Goal of the exercise:
Output the records in full, exactly as given.

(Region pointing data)
□ □ □ □ □ □ □
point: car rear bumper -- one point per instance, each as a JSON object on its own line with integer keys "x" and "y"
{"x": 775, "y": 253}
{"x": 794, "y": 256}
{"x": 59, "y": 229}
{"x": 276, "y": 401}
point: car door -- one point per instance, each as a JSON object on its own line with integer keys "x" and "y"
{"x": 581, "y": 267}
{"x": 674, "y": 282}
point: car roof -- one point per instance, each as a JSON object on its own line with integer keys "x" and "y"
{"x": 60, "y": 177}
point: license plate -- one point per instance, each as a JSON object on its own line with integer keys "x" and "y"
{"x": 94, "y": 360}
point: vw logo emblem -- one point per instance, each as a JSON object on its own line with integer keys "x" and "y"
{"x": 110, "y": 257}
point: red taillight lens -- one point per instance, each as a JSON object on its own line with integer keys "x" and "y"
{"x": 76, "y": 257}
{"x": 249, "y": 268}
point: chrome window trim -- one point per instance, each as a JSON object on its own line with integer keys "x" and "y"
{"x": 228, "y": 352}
□ □ □ □ □ □ □
Answer to this task:
point: car rear bumper -- one point per instance, each as a JSON object on its own line with integer keys "x" and "y"
{"x": 775, "y": 253}
{"x": 794, "y": 256}
{"x": 59, "y": 229}
{"x": 276, "y": 401}
point: car door -- one point per instance, each as a JSON object on its own line with integer keys "x" and "y"
{"x": 581, "y": 267}
{"x": 674, "y": 282}
point: car roof -- one point per instance, each as a JSON object on its own line with integer keys "x" and "y"
{"x": 60, "y": 177}
point: license plate -- one point per instance, each as a JSON object on its own line with integer keys "x" and "y"
{"x": 94, "y": 360}
point: vw logo emblem -- one point per instance, each as a JSON object on its own line with integer keys "x" and "y"
{"x": 110, "y": 257}
point: red taillight lens -- one point per instance, each as a JSON object on its own line with integer keys "x" and "y"
{"x": 76, "y": 257}
{"x": 249, "y": 268}
point: chrome window trim -- one point per instance, each as a JSON object on its own line with integer keys "x" and "y"
{"x": 228, "y": 352}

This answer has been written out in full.